- [Source passage]:

···

Counselors will be available to students throughout the day.
It's the standard response that follows most of the sad announcements that no school ever wants to have to make — a student has died by taking his or her own life.
Now, with help from a training program at the University of Missouri-Columbia, counselors from school districts statewide are developing more than just an offer to talk in the aftermath of a suicide to help their fellow students cope. They're also taking more measures to prevent others from the same ending.
"It used to be we didn't talk about suicide, and we don't want to believe that stuff happens," said Julie Harrison, coordinator of guidance and counseling for the Parkway School District. "We're starting to talk about it now."
How to handle the aftermath of a student suicide has long been one of the more vexing questions in education. Teachers and counselors worry that if they say too much about the death, they risk glorifying the suicide — potentially leading to copycats. But failing to respond also carries profound risks.
At Parkway, Harrison said, individual schools in the district previously each handled suicide in different ways.
The training from the University of Missouri has led to a more unified approach at Parkway and other school districts such as Maplewood Richmond Heights, Lindbergh and St. Louis Public Schools, one that experts say is grounded in the latest research on suicide.
Harrison said the training pushed her and other counselors to create a plan with two local agencies, Kids Under Twenty-One, or KUTO, and CHADS Coalition for Mental Health, to present workshops to students in grades 7 to 12 about suicide and mental health issues. They want to officially draft the procedures into district policy and mandate suicide response and prevention training for all employees.
When a suicide happens, Parkway now takes several steps when alerting other students and teachers of the death.
Teachers and counselors identify the student's best friends and reach out to them personally. They ask them about anyone else who should know. A counselor and administrator follow the student's schedule throughout the day and check in with each class. They give students a chance to talk about the student.
The students are allowed to call their parents and leave school, if necessary. And teachers and staff continuously check the halls and bathrooms throughout the day to make sure students aren't upset and alone.

···

- [Your goal]: Reproduce the passage of the student suicide article that opens with the words "When a suicide" and closes with "about the student.", substituting "principal" for "administrator".

(Natural language descriptions of regions)
···

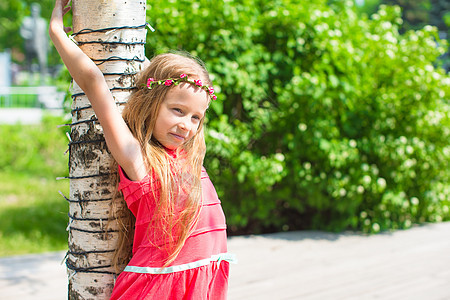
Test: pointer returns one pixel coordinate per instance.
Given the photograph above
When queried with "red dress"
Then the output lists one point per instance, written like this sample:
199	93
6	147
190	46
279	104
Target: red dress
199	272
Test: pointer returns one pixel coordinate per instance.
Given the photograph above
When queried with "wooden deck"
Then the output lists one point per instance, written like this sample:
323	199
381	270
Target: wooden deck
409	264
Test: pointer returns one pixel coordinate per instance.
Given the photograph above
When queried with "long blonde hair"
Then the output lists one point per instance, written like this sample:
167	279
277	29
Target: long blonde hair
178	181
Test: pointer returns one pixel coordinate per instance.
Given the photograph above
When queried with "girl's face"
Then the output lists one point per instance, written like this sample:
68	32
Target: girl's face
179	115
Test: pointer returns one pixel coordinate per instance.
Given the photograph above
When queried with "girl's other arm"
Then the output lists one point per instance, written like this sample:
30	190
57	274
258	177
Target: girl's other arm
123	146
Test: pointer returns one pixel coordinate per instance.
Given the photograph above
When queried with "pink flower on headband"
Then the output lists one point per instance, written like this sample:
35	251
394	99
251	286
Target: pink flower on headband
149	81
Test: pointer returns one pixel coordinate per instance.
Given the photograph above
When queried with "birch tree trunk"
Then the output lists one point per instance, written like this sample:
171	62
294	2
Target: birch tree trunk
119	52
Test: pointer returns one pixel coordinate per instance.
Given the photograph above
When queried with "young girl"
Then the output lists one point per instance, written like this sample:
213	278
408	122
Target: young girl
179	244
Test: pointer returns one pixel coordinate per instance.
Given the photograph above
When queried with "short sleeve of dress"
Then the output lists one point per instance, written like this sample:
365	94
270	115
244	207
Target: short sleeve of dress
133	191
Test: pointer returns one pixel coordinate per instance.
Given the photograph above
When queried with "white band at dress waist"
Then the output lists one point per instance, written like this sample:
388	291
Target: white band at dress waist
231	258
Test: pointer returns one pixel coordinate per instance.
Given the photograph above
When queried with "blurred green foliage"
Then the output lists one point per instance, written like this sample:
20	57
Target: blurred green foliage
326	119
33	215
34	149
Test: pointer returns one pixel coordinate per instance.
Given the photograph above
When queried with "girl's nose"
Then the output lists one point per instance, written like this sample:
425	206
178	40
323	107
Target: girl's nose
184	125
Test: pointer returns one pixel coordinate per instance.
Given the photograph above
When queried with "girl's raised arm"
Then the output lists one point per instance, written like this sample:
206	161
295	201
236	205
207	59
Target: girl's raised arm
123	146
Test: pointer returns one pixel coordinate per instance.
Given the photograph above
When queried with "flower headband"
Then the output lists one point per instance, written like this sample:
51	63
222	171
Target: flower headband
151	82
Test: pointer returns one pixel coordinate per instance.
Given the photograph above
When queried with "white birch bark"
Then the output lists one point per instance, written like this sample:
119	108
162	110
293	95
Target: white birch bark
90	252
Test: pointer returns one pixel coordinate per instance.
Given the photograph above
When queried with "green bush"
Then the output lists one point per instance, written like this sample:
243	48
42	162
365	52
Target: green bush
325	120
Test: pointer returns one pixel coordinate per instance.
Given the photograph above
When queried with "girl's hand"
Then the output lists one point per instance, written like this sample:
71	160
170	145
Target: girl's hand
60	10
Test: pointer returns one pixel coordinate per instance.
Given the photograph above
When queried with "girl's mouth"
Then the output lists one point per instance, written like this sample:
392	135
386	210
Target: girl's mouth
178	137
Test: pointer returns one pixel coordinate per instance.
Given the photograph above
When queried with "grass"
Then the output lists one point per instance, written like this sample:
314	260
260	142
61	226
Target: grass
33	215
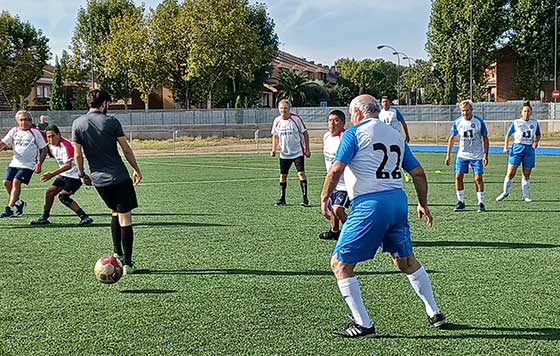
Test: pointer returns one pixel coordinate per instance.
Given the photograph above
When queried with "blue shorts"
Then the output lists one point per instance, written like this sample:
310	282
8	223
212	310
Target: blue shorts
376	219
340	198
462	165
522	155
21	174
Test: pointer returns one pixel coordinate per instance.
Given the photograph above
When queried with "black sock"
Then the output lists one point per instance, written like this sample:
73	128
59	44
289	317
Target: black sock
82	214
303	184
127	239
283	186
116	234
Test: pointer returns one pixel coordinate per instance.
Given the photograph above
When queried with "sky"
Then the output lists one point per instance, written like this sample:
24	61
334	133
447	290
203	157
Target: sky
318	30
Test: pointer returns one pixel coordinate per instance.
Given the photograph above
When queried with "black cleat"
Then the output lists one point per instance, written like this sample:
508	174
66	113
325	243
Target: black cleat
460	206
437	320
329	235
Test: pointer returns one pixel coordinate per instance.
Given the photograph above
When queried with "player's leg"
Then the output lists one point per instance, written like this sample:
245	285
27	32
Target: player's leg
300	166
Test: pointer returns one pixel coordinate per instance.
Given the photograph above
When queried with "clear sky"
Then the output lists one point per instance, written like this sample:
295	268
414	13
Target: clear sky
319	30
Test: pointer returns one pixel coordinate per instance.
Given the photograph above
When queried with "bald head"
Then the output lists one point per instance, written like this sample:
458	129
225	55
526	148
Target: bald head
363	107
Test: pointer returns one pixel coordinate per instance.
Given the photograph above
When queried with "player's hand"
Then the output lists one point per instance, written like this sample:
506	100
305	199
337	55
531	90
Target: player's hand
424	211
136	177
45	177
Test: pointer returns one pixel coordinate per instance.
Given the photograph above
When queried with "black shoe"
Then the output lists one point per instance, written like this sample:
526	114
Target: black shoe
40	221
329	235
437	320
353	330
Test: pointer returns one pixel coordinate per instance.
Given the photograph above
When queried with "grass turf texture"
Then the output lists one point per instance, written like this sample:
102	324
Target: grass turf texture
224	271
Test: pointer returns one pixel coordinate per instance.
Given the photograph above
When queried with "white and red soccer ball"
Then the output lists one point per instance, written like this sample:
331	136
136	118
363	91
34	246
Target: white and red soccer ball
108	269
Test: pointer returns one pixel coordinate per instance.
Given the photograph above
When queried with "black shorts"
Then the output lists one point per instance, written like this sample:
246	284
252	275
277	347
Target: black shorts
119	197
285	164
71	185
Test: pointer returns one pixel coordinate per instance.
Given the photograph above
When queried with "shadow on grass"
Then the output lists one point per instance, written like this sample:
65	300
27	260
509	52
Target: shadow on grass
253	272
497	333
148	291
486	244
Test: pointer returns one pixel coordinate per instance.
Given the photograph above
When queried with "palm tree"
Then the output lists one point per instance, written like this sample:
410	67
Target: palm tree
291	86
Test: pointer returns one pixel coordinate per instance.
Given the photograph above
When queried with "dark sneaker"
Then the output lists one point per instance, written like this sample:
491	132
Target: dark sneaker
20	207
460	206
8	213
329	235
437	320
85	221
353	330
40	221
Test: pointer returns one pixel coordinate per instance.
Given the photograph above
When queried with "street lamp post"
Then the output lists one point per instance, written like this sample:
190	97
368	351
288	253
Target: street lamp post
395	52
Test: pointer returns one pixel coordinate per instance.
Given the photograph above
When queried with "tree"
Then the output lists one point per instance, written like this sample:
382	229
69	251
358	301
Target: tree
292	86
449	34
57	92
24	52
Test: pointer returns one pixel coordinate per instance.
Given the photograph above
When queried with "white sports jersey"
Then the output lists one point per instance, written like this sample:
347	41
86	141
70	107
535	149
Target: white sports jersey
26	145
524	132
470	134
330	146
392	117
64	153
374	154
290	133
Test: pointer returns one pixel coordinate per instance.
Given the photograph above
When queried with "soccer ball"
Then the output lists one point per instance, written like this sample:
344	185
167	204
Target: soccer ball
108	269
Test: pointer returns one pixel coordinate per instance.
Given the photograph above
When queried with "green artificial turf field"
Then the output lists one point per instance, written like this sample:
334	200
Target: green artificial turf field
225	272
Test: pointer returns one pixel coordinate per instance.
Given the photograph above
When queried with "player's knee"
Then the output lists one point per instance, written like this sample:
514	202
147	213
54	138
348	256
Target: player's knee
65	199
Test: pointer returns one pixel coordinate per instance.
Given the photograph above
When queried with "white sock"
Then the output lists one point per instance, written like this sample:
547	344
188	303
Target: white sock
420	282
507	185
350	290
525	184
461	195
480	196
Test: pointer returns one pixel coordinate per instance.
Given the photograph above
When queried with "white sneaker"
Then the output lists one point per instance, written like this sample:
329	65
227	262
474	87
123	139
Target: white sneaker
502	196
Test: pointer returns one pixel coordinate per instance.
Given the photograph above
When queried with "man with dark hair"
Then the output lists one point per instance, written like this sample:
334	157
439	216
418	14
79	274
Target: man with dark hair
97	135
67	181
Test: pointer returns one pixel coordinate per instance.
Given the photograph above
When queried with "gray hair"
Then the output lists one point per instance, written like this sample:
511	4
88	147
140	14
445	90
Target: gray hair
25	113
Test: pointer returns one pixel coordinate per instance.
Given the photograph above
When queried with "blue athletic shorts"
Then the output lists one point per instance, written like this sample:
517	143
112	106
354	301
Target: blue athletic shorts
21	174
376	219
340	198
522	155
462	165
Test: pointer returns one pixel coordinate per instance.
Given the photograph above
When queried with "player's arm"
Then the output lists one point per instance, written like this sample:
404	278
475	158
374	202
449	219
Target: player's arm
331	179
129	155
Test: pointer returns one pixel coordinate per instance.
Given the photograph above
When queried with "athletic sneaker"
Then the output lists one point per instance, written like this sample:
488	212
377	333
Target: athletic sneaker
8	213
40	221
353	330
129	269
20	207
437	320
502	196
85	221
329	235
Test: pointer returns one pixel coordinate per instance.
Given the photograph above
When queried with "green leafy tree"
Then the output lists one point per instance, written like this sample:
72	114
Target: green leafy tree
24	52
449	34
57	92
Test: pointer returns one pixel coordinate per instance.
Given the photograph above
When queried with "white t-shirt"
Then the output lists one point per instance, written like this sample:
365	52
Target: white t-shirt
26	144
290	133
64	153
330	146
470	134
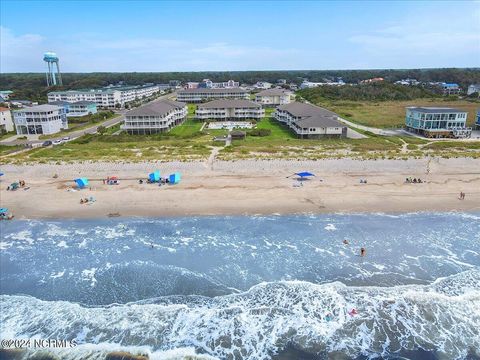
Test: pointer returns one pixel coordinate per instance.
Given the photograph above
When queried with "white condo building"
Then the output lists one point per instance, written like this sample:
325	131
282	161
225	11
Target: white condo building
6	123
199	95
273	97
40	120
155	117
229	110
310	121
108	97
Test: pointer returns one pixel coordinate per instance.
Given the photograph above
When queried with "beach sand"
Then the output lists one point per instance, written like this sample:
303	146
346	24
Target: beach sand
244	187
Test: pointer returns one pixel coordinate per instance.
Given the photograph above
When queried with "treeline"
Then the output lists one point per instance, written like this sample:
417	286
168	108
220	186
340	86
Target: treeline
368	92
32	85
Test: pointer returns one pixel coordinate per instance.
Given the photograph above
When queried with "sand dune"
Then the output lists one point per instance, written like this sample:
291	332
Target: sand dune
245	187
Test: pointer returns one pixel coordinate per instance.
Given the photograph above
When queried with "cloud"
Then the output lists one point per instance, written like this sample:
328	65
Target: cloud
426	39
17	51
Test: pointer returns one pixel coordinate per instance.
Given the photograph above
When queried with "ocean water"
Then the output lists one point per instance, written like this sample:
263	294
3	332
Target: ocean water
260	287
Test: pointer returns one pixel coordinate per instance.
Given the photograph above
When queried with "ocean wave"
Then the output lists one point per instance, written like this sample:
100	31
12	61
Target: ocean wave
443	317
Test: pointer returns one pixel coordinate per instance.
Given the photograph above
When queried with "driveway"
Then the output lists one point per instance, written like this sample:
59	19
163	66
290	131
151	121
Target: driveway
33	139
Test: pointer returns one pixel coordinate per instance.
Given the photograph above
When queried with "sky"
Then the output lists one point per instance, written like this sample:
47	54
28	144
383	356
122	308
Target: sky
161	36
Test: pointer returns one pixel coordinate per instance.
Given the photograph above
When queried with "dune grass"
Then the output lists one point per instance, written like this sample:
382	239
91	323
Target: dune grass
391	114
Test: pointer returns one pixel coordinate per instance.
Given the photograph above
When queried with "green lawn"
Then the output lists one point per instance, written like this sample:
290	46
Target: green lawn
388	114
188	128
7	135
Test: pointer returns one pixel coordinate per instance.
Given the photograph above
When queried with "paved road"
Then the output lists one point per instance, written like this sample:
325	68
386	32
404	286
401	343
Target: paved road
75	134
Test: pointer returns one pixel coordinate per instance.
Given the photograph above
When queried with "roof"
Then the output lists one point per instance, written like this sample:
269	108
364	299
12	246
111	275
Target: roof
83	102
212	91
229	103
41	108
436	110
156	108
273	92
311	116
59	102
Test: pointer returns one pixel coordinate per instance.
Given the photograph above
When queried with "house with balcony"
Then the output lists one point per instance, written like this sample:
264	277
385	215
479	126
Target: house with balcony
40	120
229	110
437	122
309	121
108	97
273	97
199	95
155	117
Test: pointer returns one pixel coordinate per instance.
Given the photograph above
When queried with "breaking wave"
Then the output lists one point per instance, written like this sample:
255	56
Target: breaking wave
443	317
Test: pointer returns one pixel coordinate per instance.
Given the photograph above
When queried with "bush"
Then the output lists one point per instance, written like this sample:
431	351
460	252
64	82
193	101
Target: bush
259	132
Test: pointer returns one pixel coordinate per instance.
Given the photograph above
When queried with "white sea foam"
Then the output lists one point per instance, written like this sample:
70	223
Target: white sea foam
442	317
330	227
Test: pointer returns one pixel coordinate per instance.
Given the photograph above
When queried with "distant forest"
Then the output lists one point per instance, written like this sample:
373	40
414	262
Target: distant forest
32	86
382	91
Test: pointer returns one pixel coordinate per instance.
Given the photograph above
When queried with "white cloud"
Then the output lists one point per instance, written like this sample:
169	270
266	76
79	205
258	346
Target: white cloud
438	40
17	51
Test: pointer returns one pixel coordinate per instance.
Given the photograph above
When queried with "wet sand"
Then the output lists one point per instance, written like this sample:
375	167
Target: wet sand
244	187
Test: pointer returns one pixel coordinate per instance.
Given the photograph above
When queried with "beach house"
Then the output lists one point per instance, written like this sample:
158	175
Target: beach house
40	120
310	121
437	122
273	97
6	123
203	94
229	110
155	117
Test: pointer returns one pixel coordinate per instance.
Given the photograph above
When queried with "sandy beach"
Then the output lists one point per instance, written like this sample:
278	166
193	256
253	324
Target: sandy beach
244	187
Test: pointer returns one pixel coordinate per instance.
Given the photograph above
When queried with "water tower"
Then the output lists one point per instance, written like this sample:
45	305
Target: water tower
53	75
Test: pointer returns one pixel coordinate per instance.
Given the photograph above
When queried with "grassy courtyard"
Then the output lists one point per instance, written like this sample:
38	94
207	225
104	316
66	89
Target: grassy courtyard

···

- [Your solution]:
When a suicide happens, Parkway now takes several steps when alerting other students and teachers of the death.
Teachers and counselors identify the student's best friends and reach out to them personally. They ask them about anyone else who should know. A counselor and principal follow the student's schedule throughout the day and check in with each class. They give students a chance to talk about the student.